**INSTRUCTIONS TO FOLLOW**.
Convert the lines of the records into a numbered list, starting with the line containing "Spot the evergreen" and running through the end of the records. Leave out any blank lines.

**INPUT ROWS**.

....

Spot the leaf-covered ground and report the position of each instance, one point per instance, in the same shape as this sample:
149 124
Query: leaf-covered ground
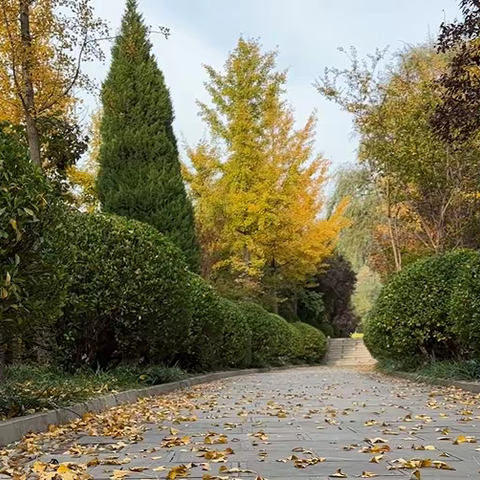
311 423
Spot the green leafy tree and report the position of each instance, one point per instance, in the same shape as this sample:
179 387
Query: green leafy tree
140 175
427 190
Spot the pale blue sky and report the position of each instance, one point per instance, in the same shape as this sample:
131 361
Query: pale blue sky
306 32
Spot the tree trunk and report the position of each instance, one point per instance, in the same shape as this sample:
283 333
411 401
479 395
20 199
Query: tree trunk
397 256
28 92
2 360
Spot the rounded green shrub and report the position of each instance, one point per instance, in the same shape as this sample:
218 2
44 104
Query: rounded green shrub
236 336
204 346
33 246
465 306
270 340
129 294
410 319
314 343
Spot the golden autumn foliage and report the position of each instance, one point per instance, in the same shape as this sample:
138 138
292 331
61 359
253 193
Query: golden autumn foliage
82 179
257 185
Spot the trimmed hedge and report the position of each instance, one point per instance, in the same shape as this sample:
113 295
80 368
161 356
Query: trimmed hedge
414 319
270 335
464 306
205 338
33 245
237 336
129 295
314 343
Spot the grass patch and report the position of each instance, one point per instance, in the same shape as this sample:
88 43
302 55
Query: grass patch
30 388
468 370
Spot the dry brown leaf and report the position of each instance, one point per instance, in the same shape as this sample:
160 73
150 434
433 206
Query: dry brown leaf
339 474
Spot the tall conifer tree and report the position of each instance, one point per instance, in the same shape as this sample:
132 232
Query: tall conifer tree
140 175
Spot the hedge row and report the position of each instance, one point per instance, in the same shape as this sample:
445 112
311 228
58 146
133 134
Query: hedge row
121 292
430 310
131 298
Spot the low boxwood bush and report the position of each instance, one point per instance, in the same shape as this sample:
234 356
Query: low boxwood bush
129 295
464 313
205 337
411 320
270 336
237 336
314 343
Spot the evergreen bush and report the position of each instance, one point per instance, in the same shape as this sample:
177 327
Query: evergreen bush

....

**ANSWER TO THE PROBLEM**.
1. Spot the evergreen bush and report the position of each instance, one point per instance, in the same shape as this sample:
2. 177 327
3. Query: evergreen bush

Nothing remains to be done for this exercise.